### 任务要求
请把下面数据中从包含"If you could mark the dry"的那一行起、一直到数据末尾的各行原样照抄一遍，首尾两行都要包括。

### 数据列表
= = = = =

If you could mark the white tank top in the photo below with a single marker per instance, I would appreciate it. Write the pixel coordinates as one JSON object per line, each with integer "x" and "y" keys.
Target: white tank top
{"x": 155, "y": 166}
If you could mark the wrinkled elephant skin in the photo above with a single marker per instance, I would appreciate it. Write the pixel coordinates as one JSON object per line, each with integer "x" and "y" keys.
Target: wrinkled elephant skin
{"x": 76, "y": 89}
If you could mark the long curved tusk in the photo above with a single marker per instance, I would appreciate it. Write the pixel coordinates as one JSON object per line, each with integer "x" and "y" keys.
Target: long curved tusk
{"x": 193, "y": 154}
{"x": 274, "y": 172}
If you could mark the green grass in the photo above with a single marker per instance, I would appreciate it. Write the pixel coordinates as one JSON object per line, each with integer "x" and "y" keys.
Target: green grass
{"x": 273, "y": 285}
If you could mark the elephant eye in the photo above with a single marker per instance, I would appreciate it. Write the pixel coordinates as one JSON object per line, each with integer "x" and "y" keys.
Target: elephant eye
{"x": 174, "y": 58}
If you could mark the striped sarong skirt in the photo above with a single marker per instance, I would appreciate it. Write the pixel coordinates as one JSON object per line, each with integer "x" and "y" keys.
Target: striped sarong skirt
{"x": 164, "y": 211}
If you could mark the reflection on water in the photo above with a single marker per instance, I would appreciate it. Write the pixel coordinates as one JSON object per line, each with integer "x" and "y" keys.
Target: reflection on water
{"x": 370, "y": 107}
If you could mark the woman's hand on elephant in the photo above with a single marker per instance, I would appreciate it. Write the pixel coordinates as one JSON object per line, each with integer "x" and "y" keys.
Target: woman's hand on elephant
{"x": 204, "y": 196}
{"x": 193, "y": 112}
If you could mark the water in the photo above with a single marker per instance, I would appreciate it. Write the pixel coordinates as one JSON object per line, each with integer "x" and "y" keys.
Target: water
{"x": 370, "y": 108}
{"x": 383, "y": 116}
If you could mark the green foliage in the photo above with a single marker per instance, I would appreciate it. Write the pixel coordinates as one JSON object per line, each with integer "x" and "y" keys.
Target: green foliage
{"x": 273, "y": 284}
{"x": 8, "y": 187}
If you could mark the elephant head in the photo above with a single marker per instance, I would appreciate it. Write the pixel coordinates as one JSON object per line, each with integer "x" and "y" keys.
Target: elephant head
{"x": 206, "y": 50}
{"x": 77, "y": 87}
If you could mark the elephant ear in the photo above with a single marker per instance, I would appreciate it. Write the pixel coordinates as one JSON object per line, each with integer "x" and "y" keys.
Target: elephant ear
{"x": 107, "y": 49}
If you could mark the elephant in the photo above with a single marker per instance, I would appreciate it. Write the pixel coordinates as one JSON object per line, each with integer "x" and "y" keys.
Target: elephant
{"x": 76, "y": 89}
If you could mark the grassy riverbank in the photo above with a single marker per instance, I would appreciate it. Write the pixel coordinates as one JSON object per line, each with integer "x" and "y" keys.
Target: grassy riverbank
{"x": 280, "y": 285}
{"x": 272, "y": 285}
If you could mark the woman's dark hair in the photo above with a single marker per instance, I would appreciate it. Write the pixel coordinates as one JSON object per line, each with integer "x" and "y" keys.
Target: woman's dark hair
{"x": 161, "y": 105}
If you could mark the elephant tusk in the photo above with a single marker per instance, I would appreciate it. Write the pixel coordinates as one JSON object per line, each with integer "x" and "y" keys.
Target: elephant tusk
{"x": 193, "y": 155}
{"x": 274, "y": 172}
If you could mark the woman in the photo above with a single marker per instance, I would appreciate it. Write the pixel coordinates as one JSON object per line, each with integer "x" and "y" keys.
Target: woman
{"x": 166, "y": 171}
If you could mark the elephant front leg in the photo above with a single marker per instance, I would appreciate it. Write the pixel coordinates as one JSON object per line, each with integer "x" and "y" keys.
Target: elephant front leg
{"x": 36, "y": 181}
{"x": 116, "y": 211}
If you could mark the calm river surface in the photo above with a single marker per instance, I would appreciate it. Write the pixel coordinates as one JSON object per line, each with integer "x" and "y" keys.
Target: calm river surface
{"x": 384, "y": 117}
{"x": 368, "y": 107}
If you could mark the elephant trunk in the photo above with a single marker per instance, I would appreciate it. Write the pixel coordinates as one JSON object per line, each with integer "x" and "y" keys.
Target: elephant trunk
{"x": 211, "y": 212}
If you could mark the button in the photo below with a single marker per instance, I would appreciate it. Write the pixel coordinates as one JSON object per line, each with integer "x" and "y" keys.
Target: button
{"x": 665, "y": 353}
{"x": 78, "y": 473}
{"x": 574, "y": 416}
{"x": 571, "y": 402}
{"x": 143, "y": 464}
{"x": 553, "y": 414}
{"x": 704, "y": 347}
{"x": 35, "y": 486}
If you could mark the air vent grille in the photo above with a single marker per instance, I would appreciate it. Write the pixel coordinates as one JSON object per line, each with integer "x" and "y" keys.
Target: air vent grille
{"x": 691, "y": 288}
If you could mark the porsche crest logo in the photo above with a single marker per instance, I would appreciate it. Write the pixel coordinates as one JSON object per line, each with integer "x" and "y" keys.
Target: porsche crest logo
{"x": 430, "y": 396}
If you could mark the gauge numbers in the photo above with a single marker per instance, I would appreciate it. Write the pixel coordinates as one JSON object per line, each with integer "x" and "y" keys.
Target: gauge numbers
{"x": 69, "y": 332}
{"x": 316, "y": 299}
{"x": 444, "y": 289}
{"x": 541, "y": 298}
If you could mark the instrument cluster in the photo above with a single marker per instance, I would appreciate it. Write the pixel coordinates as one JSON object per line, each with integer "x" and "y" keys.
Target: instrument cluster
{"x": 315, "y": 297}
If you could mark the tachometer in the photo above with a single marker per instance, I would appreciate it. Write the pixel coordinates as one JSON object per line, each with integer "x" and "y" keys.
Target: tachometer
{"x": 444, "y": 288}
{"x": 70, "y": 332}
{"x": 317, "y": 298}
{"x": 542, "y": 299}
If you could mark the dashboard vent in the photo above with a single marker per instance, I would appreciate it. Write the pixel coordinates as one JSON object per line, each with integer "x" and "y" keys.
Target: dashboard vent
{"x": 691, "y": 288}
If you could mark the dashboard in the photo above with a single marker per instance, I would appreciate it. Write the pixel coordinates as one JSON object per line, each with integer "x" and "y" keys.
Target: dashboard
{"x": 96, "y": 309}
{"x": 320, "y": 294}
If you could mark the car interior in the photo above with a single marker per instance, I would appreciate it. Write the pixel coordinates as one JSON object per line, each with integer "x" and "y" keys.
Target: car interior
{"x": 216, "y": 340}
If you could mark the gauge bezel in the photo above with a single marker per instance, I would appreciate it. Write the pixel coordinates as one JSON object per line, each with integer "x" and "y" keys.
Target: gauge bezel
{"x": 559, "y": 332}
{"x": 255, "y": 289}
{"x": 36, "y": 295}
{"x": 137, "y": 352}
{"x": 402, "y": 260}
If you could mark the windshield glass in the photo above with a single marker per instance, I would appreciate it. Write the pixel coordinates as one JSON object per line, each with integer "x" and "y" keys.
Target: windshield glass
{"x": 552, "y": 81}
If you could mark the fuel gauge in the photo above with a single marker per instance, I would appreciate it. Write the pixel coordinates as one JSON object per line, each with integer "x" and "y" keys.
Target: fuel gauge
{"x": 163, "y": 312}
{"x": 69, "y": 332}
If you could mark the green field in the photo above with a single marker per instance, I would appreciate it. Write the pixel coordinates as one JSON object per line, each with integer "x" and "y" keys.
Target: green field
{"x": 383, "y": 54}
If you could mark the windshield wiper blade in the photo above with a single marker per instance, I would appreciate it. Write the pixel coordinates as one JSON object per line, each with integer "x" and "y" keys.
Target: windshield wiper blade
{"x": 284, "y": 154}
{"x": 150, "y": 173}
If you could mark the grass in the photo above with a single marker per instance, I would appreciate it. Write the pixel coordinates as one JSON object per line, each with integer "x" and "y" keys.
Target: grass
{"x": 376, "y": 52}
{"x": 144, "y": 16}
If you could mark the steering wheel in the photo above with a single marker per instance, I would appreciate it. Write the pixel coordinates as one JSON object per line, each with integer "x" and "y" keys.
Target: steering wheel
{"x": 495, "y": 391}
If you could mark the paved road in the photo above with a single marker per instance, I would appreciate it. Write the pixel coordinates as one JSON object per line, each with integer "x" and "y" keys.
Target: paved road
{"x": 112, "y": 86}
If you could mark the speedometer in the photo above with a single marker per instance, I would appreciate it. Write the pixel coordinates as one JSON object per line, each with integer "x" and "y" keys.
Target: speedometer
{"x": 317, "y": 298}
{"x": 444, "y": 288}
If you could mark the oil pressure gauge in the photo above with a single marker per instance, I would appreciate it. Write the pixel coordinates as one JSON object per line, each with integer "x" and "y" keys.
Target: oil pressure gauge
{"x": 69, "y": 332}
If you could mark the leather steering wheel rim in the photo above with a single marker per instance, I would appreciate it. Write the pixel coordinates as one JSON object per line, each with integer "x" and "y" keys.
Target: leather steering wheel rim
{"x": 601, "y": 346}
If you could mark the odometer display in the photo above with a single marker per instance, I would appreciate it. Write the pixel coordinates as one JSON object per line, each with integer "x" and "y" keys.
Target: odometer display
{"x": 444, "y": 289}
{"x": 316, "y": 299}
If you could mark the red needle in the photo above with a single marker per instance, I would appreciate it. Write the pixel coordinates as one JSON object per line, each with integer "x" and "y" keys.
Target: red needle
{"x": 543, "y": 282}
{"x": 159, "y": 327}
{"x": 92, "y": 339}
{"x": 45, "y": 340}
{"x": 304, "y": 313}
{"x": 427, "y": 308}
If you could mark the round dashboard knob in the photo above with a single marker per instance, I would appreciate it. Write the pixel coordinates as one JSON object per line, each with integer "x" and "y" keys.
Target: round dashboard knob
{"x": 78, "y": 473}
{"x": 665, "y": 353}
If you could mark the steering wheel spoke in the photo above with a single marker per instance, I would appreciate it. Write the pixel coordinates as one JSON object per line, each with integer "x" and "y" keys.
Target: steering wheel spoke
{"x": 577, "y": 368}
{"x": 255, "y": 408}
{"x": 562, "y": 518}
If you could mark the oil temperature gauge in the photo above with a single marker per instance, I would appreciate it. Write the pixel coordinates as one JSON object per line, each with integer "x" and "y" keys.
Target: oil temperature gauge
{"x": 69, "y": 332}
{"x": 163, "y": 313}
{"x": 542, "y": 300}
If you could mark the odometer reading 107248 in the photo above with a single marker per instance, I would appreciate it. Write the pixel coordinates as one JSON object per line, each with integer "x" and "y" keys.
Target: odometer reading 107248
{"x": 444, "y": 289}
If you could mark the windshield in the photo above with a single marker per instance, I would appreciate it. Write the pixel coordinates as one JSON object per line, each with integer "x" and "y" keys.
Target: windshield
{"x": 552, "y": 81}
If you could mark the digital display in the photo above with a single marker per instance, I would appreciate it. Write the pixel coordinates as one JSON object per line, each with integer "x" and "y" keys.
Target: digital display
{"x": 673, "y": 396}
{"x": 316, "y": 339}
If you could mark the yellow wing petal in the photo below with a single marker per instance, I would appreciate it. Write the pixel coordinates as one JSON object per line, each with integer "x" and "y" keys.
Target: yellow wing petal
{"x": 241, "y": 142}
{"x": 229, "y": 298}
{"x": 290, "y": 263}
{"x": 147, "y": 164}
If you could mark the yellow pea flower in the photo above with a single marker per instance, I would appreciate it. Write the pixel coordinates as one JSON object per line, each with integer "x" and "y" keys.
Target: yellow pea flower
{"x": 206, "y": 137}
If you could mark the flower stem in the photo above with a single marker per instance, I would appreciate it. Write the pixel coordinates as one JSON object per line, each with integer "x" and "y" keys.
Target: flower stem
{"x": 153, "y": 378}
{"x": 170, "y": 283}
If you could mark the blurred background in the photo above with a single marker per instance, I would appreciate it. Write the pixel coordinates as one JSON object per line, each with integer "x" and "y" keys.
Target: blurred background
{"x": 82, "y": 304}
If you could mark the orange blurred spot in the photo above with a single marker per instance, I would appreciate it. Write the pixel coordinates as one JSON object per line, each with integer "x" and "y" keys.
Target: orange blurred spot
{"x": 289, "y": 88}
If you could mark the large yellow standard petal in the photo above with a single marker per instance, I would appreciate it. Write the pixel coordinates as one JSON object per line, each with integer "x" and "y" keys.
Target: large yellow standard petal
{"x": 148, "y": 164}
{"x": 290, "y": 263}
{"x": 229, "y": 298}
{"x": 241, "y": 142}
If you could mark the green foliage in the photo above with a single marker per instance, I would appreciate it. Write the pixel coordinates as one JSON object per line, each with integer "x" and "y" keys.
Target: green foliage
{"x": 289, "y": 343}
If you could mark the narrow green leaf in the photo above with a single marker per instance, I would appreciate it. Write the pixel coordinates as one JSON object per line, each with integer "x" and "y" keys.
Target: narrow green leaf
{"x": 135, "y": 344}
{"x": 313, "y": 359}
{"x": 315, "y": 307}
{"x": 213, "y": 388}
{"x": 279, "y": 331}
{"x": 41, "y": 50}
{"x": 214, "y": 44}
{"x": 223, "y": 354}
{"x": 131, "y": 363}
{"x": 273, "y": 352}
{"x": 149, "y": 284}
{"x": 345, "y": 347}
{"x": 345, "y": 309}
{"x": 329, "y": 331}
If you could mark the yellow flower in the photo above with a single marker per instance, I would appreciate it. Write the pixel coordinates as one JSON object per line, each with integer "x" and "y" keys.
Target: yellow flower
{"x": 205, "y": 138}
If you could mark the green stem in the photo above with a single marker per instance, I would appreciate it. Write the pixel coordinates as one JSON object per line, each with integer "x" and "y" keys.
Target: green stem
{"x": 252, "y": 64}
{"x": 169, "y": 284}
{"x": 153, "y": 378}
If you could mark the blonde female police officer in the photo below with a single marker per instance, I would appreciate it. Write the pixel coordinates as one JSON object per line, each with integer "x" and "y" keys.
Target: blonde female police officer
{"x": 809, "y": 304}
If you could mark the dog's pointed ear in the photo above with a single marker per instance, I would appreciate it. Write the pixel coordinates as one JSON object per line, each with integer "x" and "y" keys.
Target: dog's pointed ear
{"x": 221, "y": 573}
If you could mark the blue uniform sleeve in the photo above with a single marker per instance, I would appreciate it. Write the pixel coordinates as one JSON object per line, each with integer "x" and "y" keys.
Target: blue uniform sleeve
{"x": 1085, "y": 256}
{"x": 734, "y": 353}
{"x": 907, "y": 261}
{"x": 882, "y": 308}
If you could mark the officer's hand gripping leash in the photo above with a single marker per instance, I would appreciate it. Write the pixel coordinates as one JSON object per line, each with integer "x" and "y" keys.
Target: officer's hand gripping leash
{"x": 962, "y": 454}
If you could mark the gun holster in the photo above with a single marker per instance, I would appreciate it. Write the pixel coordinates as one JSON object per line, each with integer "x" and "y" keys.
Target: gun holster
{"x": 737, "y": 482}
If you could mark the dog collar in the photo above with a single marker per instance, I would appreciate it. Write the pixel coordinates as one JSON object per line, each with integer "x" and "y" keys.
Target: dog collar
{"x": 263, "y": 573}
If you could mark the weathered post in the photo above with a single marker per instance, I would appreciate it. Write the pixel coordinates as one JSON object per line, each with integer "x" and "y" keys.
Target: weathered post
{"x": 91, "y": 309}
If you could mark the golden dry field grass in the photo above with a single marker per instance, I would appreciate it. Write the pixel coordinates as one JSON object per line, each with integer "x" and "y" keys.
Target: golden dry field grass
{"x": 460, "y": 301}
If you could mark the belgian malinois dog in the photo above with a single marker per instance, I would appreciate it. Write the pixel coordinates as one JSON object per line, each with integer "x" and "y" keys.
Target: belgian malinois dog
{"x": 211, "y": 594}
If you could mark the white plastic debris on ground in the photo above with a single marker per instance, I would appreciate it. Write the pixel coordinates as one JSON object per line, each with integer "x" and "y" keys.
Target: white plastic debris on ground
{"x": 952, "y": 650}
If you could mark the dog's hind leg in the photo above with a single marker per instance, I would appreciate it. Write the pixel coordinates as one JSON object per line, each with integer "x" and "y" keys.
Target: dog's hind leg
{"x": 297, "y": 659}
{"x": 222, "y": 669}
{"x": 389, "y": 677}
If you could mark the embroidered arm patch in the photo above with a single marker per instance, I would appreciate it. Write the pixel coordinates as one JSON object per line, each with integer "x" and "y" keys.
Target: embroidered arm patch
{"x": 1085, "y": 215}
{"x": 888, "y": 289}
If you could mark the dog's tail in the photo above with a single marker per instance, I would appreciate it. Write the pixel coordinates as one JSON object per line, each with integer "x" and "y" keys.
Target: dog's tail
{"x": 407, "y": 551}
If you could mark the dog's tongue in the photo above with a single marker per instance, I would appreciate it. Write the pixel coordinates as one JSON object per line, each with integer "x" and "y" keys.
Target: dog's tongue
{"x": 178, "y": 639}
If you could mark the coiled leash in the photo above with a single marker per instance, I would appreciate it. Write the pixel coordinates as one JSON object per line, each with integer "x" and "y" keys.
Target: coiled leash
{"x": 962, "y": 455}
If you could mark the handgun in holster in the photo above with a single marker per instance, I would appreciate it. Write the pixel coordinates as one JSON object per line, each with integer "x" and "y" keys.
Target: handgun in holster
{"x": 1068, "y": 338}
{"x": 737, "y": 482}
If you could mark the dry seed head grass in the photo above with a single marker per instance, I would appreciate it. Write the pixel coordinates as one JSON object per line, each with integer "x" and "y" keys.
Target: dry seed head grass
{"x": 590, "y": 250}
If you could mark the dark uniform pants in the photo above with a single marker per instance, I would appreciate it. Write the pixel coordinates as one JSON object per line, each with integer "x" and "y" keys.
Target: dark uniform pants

= = = = =

### 本题结果
If you could mark the dry seed head grass in the photo above with a single marker per instance, I would appreciate it. Write the pixel coordinates as one JSON object per line, each with integer "x" and "y" keys.
Target: dry seed head grass
{"x": 590, "y": 250}
If you could mark the dark uniform pants in the photo above with a single marker per instance, I would appreciate it. Write the pixel coordinates as one JSON object per line, each with integer "x" and "y" keys.
Target: dark uniform pants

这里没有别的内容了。